**Selected excerpt**
Activity Feed › Discussion Forums › Strictly Surveying › Books on projections, coord systems
Books on projections, coord systems
Posted by nate-the-surveyor on June 8, 2021 at 12:35 amIs there a book out there on projections, coord systems, related stuff, types of coord systems etc?
I’ve tied into some work performed by one of the big engineering firms locally. Basis of bearings is stated to be State Plane Grid North. Nope. It’s geodetic, without saying where their base was. Or what theta to apply.
And, another job more recently. Theta has been applied twice. So, the bearings are not on geodetic, but are twice theta from geodetic, and once theta from grid.
Now, I know I don’t know it all. But, I’m seeing a genuine need for a book that is in plain language, simple enough for me to understand,, and complex enough to accomplish the task of a normal modern surveyor.
Thank you,
Nate
stlsurveyor replied 2 years, 10 months ago 16 Members · 26 Replies- 26 Replies
This free download should help with some of that.
http://www.ejsurveying.com/uploads/2/5/6/6/25668328/working_with_grid_coord.pdf
.I haven’t found one, Nate. What I find is that they look promising until we get to the question that I want answered. Then they either stop or enter into their own world which is often irrelevant and sometimes plain wrong.
For example, this otherwise excellent old guide to Virginia DOT surveys gets very close in sections 10.08 through 10.10. but then it just quits and veers off into monkeyed-up state plane coordinates.
An indication to the real source of problems like the ones created by your engineer friends may be found in this GIS exchange. Just compare the myriad paths described and recommended and compare those to GPS points collected and then black-boxed into state plane coordinates in survey software. There may really be two issues: 1) understanding coordinate systems and 2) understanding software.
You’ve mastered these relationships well. Whatever you did to identify the problem is a key learning objective for those who haven’t and should be part of the workflow.
How did you do that?
USGS Professional Paper 1395
GPS for Land Surveyors , by Jan van Sickle
Yep, this is the one. Might seem intimidating at first, but give it a minute. Very straightforward and, as it says, a true “working manual”.
- Posted by: @mathteacher
Whatever you did to identify the problem is a key learning objective for those who haven’t and should be part of the workflow.
How did you do that?

**Dataset extract**
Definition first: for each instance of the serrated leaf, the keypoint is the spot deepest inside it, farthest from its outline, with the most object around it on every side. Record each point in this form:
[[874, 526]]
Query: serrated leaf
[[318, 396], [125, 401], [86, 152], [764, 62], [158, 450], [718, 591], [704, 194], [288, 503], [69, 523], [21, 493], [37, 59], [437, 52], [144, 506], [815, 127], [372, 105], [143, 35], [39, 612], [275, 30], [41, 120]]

**Your goal**
In the forum thread, what was the stated basis of bearings for the work done by the large engineering firm? Work only from the forum thread, not from the lines.

**Task solution**
State Plane Grid North.